* GOALS
1) Decide whether each statement below agrees with the Jenny Hanivers post. Answer yes or no for each, and quote the words of the post that settle it. (a) The Gudger article appeared in The Scientific Monthly in June 1934. (b) The writer has checked the Whitley citation. (c) The writer found the 1963 citation in Google Books.
2) Write what comes next in the Jenny Hanivers post, starting right after its final line.

"there be dragons" ("jenny hanivers")

Garson O'Toole adsgarsonotoole at GMAIL.COM
Tue Jan 31 19:44:21 UTC 2012


Intriguing topic, Joel. A PDF of The Scientific Monthly article
mentioned is available in JSTOR.

Title: Jenny Hanivers, Dragons and Basilisks in the Old Natural
History Books and in Modern Times
Author: E. W. Gudger
The Scientific Monthly , Vol. 38, No. 6 (Jun., 1934), pp. 511-523
Published by: American Association for the Advancement of Science
Article Stable URL: http://www.jstor.org/stable/15490

The article above says Gilbert P. Whitley wrote an article on this
topic and published it in Australian Museum Magazine. A Google Books
preview of the book "Mysterious creatures: a guide to cryptozoology"
(2002) gives the following citation information. I have not checked
this but there is a substantial probability that this is a cite for
the earliest match Joel mentions:

Gilbert P. Whitley, “Jenny Hanivers,” Australian Museum Magazine 3
(1928): 262–264

I came across a fully visible 1963 citation in the Internet Archive
while trying to determine the cites above:

Shadows in the sea: the sharks, skates and rays (1963)

Dataset entries
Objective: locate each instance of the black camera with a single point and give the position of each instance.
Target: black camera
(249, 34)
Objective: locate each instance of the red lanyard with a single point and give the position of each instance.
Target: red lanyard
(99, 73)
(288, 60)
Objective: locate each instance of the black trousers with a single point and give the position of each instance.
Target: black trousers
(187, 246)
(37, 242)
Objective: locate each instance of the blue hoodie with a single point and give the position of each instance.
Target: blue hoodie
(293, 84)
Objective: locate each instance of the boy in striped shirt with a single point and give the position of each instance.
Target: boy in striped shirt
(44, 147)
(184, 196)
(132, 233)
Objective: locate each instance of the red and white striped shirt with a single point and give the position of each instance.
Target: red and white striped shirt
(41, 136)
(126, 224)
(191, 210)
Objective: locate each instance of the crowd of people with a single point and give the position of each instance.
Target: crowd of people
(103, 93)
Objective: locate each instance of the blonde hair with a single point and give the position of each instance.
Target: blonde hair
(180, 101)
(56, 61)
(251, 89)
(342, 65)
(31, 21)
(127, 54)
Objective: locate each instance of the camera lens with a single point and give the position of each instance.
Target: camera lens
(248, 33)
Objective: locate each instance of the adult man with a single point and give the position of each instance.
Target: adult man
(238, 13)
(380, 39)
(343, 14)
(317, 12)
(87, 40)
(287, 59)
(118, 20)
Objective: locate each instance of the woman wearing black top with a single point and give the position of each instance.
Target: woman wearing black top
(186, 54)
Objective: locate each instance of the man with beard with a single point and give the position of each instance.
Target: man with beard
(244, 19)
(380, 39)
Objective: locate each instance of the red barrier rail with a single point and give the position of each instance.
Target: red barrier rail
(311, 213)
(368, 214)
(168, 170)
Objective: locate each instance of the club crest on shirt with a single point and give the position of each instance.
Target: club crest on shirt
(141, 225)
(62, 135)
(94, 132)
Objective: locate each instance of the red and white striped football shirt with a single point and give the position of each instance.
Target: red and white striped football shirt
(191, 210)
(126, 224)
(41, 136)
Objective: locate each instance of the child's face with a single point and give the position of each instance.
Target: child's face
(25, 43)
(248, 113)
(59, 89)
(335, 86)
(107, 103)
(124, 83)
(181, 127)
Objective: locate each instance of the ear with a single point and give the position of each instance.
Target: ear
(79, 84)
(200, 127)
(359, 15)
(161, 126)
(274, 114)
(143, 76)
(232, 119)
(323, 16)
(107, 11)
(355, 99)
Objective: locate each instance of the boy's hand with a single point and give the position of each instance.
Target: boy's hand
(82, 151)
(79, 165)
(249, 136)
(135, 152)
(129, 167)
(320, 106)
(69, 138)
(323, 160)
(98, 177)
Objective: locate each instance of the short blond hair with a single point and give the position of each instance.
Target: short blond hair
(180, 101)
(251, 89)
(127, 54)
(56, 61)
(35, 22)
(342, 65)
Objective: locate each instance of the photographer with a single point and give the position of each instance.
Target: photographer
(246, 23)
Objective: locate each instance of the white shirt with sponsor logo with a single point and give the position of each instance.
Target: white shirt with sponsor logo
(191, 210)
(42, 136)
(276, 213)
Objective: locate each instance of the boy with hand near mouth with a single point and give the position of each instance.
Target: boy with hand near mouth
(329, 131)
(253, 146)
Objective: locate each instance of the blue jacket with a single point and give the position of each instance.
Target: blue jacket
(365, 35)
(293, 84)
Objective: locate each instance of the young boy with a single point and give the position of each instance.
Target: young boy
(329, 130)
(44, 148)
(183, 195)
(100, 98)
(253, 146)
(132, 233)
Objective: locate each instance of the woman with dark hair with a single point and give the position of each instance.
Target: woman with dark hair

* RESPONSES TO THE EXERCISE
1)
(a) Yes: "Vol. 38, No. 6 (Jun., 1934)"
(b) No: "I have not checked this"
(c) No: "a fully visible 1963 citation in the Internet Archive"

2)
http://www.archive.org/details/shadowsinseashar00mcco
http://www.archive.org/stream/shadowsinseashar00mcco#page/250/mode/2up

[Begin excerpt on Page 251]
The monstrosities were brought home (Europe, the United States) by
sailors who bought them there. Sailors were seldom fishermen in ports
where they could have caught them. Dr. Gilbert P. Whitley, the
Australian ichthyologist, says that this trade has been going on for
hundreds of years. The curios, peddled as Monkey Fish, Dragons,
Basilisks, Mermaids, or Sea Eagles, are sometimes called "Jenny
Hanivers" by seafarers.
[End excerpt]

Garson

On Tue, Jan 31, 2012 at 1:44 PM, Joel S. Berson <Berson at att.net> wrote:
> ---------------------- Information from the mail header -----------------------
> Sender:       American Dialect Society <ADS-L at LISTSERV.UGA.EDU>
> Poster:       "Joel S. Berson" <Berson at ATT.NET>
> Subject:      "there be dragons" ("jenny hanivers")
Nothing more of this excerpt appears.